## Provided passage

┄┄┄┄┄┄┄┄┄┄┄┄┄┄┄┄┄┄┄┄

Banu Mushtaq: A voice of empathy and resilience
In retrospect, her major concerns and her passionate rebellious stance seem to have emerged from the Bandaya (protest) movement in Kannada literature in the 1970s and the 1980s. This was also the time which saw the coming into maturity of the second generation of women writers who discovered their authentic voices in the midst of the churming created by the people's movements in Karnataka.
The phenomenal Lankesh Patrike, a weekly tabloid edited by P. Lankesh, also proved to be a platform for writers who emerged as the major representatives of women-centric fiction and non-fiction writings. Banu also doubled as a reporter for the tabloid from Hassan where she worked as a lawyer.
Keen eye for the ordinary
Expectedly, she was drawn into controversies over her no-holds-barred reports. These experiences which shaped her added depth and objectivity to her sensitive understanding of the lives of Muslim women. Her short stories are written with a sense of engagement and empathy with the uncomplaining, silenced victims of moribund customs. What makes her stories distinctive is her patient attention to the details of the ordinary lives of women.
At times, the narrative voice in her stories resorts to rhetoric and raw anger, but her better stories haunt the readers with the depiction of wasted and unlived lives. But the stories are also about resilience and the small acts of defiance and resistance. Most certainly, the stories do not aim at appealing to the sympathy of the readers.
Blending irony with emotion
In one of her stories, the last prayer is for God to be born as a woman: this led to a public controversy, with some orthodox individuals demanding her excommunication. Incidentally, the prayer is often repeated in women's writing in Kannada. It is a devastating story showing how male domination, lust, and greed subject women into servitude. Tragically, this is so normalised that no one takes notice. The protagonist can only pray to God once, to 'be a woman once, Oh lord' in case he is planning to create another world.

┄┄┄┄┄┄┄┄┄┄┄┄┄┄┄┄┄┄┄┄

## Given data
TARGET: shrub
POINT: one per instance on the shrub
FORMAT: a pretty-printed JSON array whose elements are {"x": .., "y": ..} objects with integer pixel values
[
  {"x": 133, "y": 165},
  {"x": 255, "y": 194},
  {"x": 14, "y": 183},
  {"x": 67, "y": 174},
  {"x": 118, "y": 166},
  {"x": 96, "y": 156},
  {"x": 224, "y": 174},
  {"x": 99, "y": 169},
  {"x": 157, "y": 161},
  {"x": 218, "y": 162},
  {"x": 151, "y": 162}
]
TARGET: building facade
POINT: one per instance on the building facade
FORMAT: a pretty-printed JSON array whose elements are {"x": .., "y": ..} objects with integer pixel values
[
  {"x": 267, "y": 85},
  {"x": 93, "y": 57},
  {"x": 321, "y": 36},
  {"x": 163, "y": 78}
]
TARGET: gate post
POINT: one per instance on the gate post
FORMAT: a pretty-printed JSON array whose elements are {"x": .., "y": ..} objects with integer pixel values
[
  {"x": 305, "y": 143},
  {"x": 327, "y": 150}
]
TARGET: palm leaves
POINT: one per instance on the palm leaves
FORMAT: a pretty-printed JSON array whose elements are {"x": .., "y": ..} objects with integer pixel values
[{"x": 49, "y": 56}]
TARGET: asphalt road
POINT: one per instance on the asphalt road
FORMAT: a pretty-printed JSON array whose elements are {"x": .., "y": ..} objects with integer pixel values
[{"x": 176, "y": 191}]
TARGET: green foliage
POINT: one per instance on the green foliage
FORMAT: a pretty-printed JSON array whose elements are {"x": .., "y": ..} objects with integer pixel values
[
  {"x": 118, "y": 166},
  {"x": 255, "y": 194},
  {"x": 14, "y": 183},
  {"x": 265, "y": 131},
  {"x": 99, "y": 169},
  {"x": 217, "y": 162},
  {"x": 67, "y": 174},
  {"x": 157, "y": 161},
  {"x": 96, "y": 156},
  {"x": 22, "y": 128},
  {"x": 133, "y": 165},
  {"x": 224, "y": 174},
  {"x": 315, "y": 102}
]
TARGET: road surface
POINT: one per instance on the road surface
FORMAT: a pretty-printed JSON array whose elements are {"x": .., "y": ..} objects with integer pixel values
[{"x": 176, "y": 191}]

┄┄┄┄┄┄┄┄┄┄┄┄┄┄┄┄┄┄┄┄

## Task set
1. In the profile of Banu Mushtaq, what led to a public controversy over one of her stories, and what did some orthodox individuals demand?
2. From the profile of Banu Mushtaq, extract the passage that begins at the words "Keen eye for" and stops after the words "lives of women.".
3. Extend the profile of Banu Mushtaq past its final sentence, keeping its formal tone.

## Task-by-task results
1. The controversy arose because the last prayer in the story is for God to be born as a woman. Some orthodox individuals demanded her excommunication.

2.
Keen eye for the ordinary
Expectedly, she was drawn into controversies over her no-holds-barred reports. These experiences which shaped her added depth and objectivity to her sensitive understanding of the lives of Muslim women. Her short stories are written with a sense of engagement and empathy with the uncomplaining, silenced victims of moribund customs. What makes her stories distinctive is her patient attention to the details of the ordinary lives of women.

3.
Stone Slabs for Shaista Mahal is an example of how Banu can blend irony with powerful feelings. Shaista, whose husband had waxed poetic, promising to build Shaista Mahal as a monument of his love for her, marries a young girl on the fortieth day after her death. Yes, Mahals are built as beautiful graves for dead wives.
In Black Cobras, the story on which Girish Kasaravalli made an extraordinary film, the wife is turned away with her three girl children because the husband, an auto rickshaw driver, wants a male child to take up his profession later. The mutavalli, a corrupt and insensitive man supports the husband. He is one of those misinterpreting religion against women. Unlike the helpless, protagonist the mutavalli's wife decides not to be a childbearing machine for her hypocritical husband any longer.
Deconstructing stereotypes
Banu, as a short story writer, is an accomplished narrator and manages to employ the traditional elements of storytelling to communicate a devastating portrayal of how patriarchy operates, taking advantage of the multiple pressures on women to conform. Women's writing has treated the domestic sphere as a site for examining subjugated women who do not possess the agency to question, nor the material conditions to live independently.
Banu probes into this bleak world, at times almost suggesting that there is no exit. Her stories powerfully deconstruct the stereotypes about safe, protected domesticity and of marriage as companionship. What emerges is the troubling insight that only foundational changes in society can undo gender inequality.